# Generating Symmetric Positive Definite Matrices using indices

I was trying to run test cases for CG and I need to generate:

• symmetric positive definite matrices
• of size > 10,000
• FULL DENSE
• Using only matrix indices and if necessary 1 vector (Like $A(i,j) = \dfrac{x(i) - x(j)}{(i+j)}$)

• With condition number less than 1000.

I have tried:

1. Generating random matrices using A=rand(N,N) and then A'A to make it Sym. PD. [This increases condition number]

2. Using the vector appraoch as shown but I can't seem to get a function of (x,i,j) which will ensure Sym and PD.

After much experimentation, I came up with:

a(it,jt) = (vec(it)+vec(jt))/((it-1)^2+(jt-1)^2); If $it \neq jt$

a(it,it) = x(it) if $it=jt$

But this is PD till about 500x500.

1. XLATMR. [With all the grading and scaling, its too difficult to understand. Especially since I cannot understand the underlying linear algebra]

Can someone give me a function in x (vector) and i,j (indices) which meets the above requirements?

Source data
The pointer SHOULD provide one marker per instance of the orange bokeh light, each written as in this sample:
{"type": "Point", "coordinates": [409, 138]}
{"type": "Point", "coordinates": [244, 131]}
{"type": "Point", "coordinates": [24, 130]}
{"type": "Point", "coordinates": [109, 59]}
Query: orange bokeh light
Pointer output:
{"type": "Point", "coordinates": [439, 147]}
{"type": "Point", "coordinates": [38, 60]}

...

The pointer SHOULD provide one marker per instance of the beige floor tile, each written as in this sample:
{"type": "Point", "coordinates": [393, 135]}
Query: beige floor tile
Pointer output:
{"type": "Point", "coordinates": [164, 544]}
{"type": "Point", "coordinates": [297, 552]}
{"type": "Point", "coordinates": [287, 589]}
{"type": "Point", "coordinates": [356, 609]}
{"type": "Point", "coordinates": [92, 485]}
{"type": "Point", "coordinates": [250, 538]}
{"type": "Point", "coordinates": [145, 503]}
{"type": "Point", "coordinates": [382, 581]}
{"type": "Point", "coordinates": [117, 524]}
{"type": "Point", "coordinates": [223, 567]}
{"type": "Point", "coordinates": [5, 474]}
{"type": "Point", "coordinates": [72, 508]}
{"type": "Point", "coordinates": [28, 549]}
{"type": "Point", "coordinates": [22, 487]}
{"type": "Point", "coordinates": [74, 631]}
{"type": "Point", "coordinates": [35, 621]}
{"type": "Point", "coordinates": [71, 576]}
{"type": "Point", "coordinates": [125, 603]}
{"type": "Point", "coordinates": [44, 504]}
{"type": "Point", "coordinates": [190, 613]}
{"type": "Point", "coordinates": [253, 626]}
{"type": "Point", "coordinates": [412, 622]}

* * *

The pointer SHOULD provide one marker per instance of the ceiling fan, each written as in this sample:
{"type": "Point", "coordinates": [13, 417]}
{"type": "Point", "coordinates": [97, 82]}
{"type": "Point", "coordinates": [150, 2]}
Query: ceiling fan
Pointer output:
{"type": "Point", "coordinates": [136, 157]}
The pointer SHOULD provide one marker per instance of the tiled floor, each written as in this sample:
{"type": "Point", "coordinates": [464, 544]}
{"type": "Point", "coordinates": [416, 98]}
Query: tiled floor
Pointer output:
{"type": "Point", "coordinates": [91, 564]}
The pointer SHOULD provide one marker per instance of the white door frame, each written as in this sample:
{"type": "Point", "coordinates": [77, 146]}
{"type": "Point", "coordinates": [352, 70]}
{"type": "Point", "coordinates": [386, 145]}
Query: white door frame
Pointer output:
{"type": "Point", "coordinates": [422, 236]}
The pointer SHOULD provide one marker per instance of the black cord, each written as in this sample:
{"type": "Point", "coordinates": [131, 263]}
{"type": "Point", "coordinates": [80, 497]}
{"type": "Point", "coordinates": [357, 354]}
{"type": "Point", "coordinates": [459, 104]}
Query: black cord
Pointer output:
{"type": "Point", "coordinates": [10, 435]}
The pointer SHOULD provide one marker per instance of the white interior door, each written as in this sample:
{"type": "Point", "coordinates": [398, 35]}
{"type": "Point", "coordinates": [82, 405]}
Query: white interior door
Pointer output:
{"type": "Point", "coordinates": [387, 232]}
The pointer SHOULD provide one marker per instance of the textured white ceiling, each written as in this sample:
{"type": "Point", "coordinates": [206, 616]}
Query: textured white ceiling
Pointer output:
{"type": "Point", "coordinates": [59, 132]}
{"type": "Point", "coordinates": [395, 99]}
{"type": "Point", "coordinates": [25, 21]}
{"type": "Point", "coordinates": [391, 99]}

### Exercise brief
Reproduce the full forum post above on generating symmetric positive definite matrices, word for word and from start to finish.

### Task output
# Generating Symmetric Positive Definite Matrices using indices

I was trying to run test cases for CG and I need to generate:

• symmetric positive definite matrices
• of size > 10,000
• FULL DENSE
• Using only matrix indices and if necessary 1 vector (Like $A(i,j) = \dfrac{x(i) - x(j)}{(i+j)}$)

• With condition number less than 1000.

I have tried:

1. Generating random matrices using A=rand(N,N) and then A'A to make it Sym. PD. [This increases condition number]

2. Using the vector appraoch as shown but I can't seem to get a function of (x,i,j) which will ensure Sym and PD.

After much experimentation, I came up with:

a(it,jt) = (vec(it)+vec(jt))/((it-1)^2+(jt-1)^2); If $it \neq jt$

a(it,it) = x(it) if $it=jt$

But this is PD till about 500x500.

1. XLATMR. [With all the grading and scaling, its too difficult to understand. Especially since I cannot understand the underlying linear algebra]

Can someone give me a function in x (vector) and i,j (indices) which meets the above requirements?